Task to complete: Return all the data verbatim but without images.

Spatial localization data:
______________________________

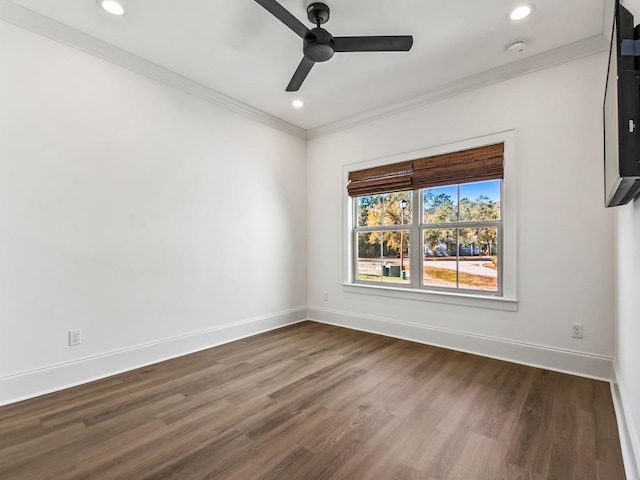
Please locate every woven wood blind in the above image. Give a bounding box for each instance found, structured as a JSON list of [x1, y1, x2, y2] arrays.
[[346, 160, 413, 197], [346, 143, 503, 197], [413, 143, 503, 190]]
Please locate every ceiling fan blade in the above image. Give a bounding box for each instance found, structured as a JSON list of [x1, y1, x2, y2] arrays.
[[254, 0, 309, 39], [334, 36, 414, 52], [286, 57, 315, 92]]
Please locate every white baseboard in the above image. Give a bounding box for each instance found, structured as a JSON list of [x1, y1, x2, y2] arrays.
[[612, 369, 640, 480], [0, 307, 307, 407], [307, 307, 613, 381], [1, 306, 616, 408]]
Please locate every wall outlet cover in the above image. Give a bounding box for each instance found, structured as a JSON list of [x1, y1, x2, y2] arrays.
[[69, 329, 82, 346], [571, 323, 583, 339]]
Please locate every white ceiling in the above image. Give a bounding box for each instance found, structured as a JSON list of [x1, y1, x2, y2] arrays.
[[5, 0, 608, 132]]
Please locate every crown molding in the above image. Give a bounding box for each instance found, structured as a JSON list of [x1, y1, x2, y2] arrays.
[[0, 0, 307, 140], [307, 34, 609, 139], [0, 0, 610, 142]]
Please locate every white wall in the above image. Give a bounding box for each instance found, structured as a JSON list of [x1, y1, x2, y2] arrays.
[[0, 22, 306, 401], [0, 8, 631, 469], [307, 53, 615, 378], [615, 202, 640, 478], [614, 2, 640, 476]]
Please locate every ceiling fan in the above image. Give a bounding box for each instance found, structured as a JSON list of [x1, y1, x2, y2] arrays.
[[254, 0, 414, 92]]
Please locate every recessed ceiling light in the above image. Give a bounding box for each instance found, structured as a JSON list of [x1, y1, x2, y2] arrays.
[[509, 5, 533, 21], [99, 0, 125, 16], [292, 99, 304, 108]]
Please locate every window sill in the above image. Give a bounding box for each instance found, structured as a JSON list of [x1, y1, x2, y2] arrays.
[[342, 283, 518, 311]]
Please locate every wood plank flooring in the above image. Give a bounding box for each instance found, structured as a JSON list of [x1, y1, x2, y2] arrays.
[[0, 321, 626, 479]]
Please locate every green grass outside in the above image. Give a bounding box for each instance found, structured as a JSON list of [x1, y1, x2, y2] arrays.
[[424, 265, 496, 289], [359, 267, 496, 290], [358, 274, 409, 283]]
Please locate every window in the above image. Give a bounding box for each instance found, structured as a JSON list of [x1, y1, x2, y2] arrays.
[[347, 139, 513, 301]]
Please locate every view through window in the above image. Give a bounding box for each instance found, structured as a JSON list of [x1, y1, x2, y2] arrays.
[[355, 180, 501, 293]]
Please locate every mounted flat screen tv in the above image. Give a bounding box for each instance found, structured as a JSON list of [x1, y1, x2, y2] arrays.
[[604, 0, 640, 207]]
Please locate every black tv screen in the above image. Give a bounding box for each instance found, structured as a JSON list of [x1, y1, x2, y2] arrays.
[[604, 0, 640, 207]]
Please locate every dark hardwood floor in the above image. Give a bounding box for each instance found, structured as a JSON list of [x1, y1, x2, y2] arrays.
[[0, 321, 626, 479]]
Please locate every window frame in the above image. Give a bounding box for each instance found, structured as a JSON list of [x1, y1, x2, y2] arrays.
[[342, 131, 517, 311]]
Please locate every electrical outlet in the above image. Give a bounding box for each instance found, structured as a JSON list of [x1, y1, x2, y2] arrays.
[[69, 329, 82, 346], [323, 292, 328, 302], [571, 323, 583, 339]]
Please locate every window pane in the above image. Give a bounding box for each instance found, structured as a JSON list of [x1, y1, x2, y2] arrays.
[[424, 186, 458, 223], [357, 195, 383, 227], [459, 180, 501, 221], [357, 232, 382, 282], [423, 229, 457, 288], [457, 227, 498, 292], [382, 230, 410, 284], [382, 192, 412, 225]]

______________________________

Result of this task:
Please locate every woven wood blind in the above image. Give a bounding box for each instance found, structured as a JSON list of [x1, y1, x2, y2] arrays.
[[346, 160, 413, 197], [346, 143, 503, 197], [413, 143, 503, 190]]
Please locate every ceiling fan blade in the above image. Give a bounding box for each instance found, structured as a JSON list of [x1, y1, x2, y2] arrays.
[[254, 0, 309, 39], [334, 36, 414, 52], [286, 57, 315, 92]]
Please locate every white baseboard in the above image. Give a bounding box for each instance found, structured as a JSON list of [x1, y1, x2, y2] arrays.
[[612, 369, 640, 480], [0, 307, 307, 407], [307, 307, 613, 381], [1, 306, 616, 408]]
Please locate every wall outlet cover in the above image. Give a bounding box for each instance found, structured as a JSON list of [x1, y1, x2, y2] arrays.
[[69, 329, 82, 346], [571, 323, 583, 339]]
Please locate every white ceiling in the above image. Give a bounding box for each instance found, structured as a JSON list of [x1, y1, x2, y2] arrays.
[[5, 0, 608, 132]]
Please locate every crown molding in the above image. Give a bounding box for each instance found, structured as a JSON list of [x1, y1, x2, y2] arrays.
[[0, 0, 307, 140], [307, 34, 609, 139], [0, 0, 610, 142]]
Please locate every white wall in the above image. Give a bounding box for each instance found, structured as a JSON list of [x1, y1, x2, y2] arrays.
[[0, 22, 306, 401], [0, 8, 631, 469], [307, 53, 615, 378], [615, 202, 640, 478], [614, 2, 640, 476]]
Please locate every ceiling fan in the above image. Give a bounding box for each instance found, structured as a JSON list of [x1, y1, x2, y2] arrays.
[[254, 0, 414, 92]]
Please locate every recessed ceiling light in the above image. Give a bounding box for each instance found, structured as a JSON list of [x1, y1, x2, y2] arrays.
[[509, 5, 533, 21], [99, 0, 125, 16], [292, 99, 304, 108]]
Please locate every window sill in the above image. Give a bounding box for each instance found, structured as a JSON list of [x1, y1, x2, y2] arrays.
[[342, 283, 518, 311]]
Please locate every wood plank flooring in the above image. Give a bounding box for each instance found, structured as a JSON list of [x1, y1, x2, y2] arrays.
[[0, 321, 626, 479]]
Please locate every green grass outside in the above image. Give a bounding box for each instance found, structured as a JSON list of [x1, y1, x2, y2] arrays.
[[424, 265, 496, 289], [359, 267, 496, 290], [358, 274, 409, 283]]
Please locate every window in the above image. Give a bounding box for each instance found, structured as a JSON list of [x1, y1, x2, y2] arrays.
[[347, 139, 513, 301]]
Please locate every view through window in the above image. Give a bounding box for each instance found, structured as a JSON list of [x1, y1, x2, y2] arrays.
[[355, 180, 501, 293]]
Please locate every mounted flat screen tv in the above image. Give a bounding box for each instance found, structured as a JSON list of [x1, y1, x2, y2] arrays.
[[604, 0, 640, 207]]
Please locate every black tv screen in the above image. Give a bounding box for each instance found, structured as a JSON list of [x1, y1, x2, y2] arrays.
[[604, 0, 640, 207]]
Please locate every dark hardwood floor in the above image. Give a bounding box for each instance found, structured as a JSON list of [x1, y1, x2, y2] arrays.
[[0, 321, 626, 479]]
Please locate every window frame in the above image. Give a bounding box for each instance found, structured as a JSON list of [x1, y1, x2, y2] arrays.
[[342, 131, 517, 311]]
Please locate every electrical outlet in the above image. Give a bounding box for each instance found, structured as a JSON list of [x1, y1, x2, y2] arrays.
[[69, 329, 82, 346], [323, 292, 328, 302], [571, 323, 583, 339]]
Please locate every window pane in the above image. Give a bounding box for each instance found, structured as a JSON list of [x1, y1, x2, y2] arrays.
[[424, 186, 458, 223], [357, 195, 383, 227], [459, 180, 501, 221], [357, 232, 382, 282], [423, 229, 457, 288], [457, 227, 498, 292], [382, 230, 410, 284], [382, 192, 412, 225]]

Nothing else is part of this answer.